[Complete the following]
1. Set down the stretch of the blog posts from "I don't know" through "pup a new trick." word for word.
2. Take the blog posts further, picking up right after their final sentence.

[Document text]

====================

Saturday, January 28, 2012

I Don't Believe In Combs

Since I lost my once wavy and luxurious shock of hair many, many moons ago, I can't stand to run a comb through my hair. WHAT HAIR? Getting pretty nigh bald on top, a comb feels like a rake on my head.

I don't know what the draw is, but my grandchildren sure like to mess with my hair. And I let them.

They giggle and play, trying to give me pigtails and other uplifting designs.

Man, I need a hair cut, maybe more than one!

So, I don't use a comb. I simply let the calf lick it in the morning, and if the wind don't kick up it'll stay in place until nap time.


Tuesday, January 24, 2012

How To Get your Kinks Out

I recently bragged about me training our seventeen year old pup a new trick.

Every day at 9pm I cut off his food and water. At around 11pm I'll leash him up and take him for a walk to do his dual business. I use a leash that late at night out of fear he'll wander off and be snatched by our neighborhood coyotes.

After the nightly duties, Mr. "S" is led to his cage. He enters, turns around, sticks his head out the door, and waits for his treat. I, the old fool, hustle all the way to the kitchen, retrieve one of his favorite treats, then boogie all the way back to see him waiting looking cute.

Like I said, I bragged about that, when my friend, very to the point, told me, "You didn't teach the old dog a new trick. He was the one that taught you the trick of getting his treat."

One other thing I should have learned from the old boy, is to stretch more often.

That sounds stupid, but I have had an MRI where the summary of the matter was, "Mr B you need to stretch more often."

I've had a shot into the hip, with no result, only to be told to stretch more often.

I have joined the Y, related my problems, only to be told to stretch more often.

I've spent a mint at the chiropractor, only to be told to stretch more often.

I've gotten numerous massages, only to be told to stretch more often.

Duhhhh.. . .

Our little pooh-bear stretches every time he gets up from the nights sleep, or from a nap. First he stretches his front legs, then his hind legs. No professional told him. How does he know? Maybe I should have consulted him all these years.


Saturday, January 21, 2012

No Need For Batteries

A lot of us remember Christmases of years past when decorating, eating goodies we didn't get during the year, was the highlight of the season.

We also remember when the kids were the only ones who received presents. Mom and Dad just couldn't afford any for themselves.

I venture to say that by this time in January half the Christmas presents the kids received in this country have already been forgotten, or wound up with dead batteries, and now are laying in the corner, or on the floor of the closet.

With the stuff that is peddled to the kids, and bought for the kids, I wonder how much of it helps to challenge and develop the child's brain. The most difficult challenge is to find the hole were the battery goes in.

====================

Data listing:
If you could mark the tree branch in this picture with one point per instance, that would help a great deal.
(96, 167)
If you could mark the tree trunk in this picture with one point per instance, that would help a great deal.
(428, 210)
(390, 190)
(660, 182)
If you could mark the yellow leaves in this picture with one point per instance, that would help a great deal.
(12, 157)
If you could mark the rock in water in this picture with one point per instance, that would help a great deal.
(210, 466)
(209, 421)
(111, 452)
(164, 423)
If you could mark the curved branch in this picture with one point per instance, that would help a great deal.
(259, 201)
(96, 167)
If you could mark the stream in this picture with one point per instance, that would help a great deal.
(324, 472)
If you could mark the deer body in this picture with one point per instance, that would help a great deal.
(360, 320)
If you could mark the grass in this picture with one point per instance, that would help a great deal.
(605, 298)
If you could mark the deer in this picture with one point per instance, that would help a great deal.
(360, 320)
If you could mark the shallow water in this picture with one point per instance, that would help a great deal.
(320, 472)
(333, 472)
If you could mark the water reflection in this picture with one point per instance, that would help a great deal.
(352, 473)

====================

[Answers for the tasks]
1.
I don't know what the draw is, but my grandchildren sure like to mess with my hair. And I let them.

They giggle and play, trying to give me pigtails and other uplifting designs.

Man, I need a hair cut, maybe more than one!

So, I don't use a comb. I simply let the calf lick it in the morning, and if the wind don't kick up it'll stay in place until nap time.


Tuesday, January 24, 2012

How To Get your Kinks Out

I recently bragged about me training our seventeen year old pup a new trick.

2.
I love this picture of a couple of kids taking turns riding a cart they built.

I love their ingenuity. The exercise the kids get. "I'll pull you, . . . you pull me."

Every boy needs his own hammer, a box of assorted nails, and a pile of old boards. Throw in some tricycle wheels, or any other kind of wheels, you can keep a couple of boys out of trouble all week.

When my older boys were 12 and 13, I donated to their cause a partial keg of 8d nails I got at a garage sale for $1. Those boys spent an entire summer building a fort in the woods.

Those were the days!

American ingenuity, drive and zeal for achievement is fostered by thinking, planning, trial and error. Not by worrying about self esteem.


Wednesday, January 18, 2012

The Minnows Would Not Eat


This is one of 130 stories out my book "A Time And Place, The Making Of An Immigrant"  Check it out:      A Time And Place

Playing in the stream was fun. Our favorite spot was the one running behind the town’s soccer field. The same creek, just a little upstream, was dammed up to create a good-sized pond that was also the town’s public bathing spot. Part of the pond had a shallow concrete bottom wading pool. This provided a nice area to bring the children to play in the summer. Over the years, the bottom of that level spot had gotten covered with mud. This made for quite some murky water when a bunch of kids got to wallowing in it. Well, it was cooler in the water than sitting in the heat.
 In the branch below were minnows to catch. On occasion you could catch one barehanded by running it into a shallow corner, but most of the time we used a large white handkerchief. We’d hollow out a low spot in the creek, then stretch the cloth out, pinning it to the stream’s bottom with a few rocks on the corners. We then squatted on each side of the branch, hands ready at the water’s edge, waiting quietly and motionless until several minnows came to rest in the hollow spot on the kerchief. With a sudden snap of the corners, we pulled up the cloth. Most of the minnows would dart out, but often we caught one or two. The prized catch was quickly added to the jar filled with water. 
At full speed, we then carried our cache uptown where my friend had a bathtub in his house. We filled the tub half full of water and then dumped our catch in it. Now time came to hunt for food for those fish. If we were to see them grow to any edible size, we had to feed them. Well, down to the branch we went again to catch some morsels in the fish’s natural habitat. Worms, snails, bugs, flies, grasshoppers, and leeches were good to start with. The leeches were kind of hard to get. They were stuck on slippery algae under the water that ran over the dam. Those critters were kind of orange-red with a jagged sucking cup on the end of them. They would rather quickly stick themselves to your body if you let them. Well, the food we gathered for the minnows was enough to grow some good sized fish. All we had to do was dump the jar full of creepy things into the bathtub. 
While the project was still on our minds, we’d check on the minnows before the day was done. But after a few days, we found that most of the food had died in the tub or merely crawled out to greener pastures. A week or so later the report was that the minnows also had croaked. This gets me to wondering, with my now Americanized brain, why did that family have a tub when no one used it for over a week? As to the extent of our own washing, most days Mom just washed us with a coarse rag swiftly around the face and behind the ears. We had to wash our feet with a cursory inspection by Mom to make sure the rust was washed off.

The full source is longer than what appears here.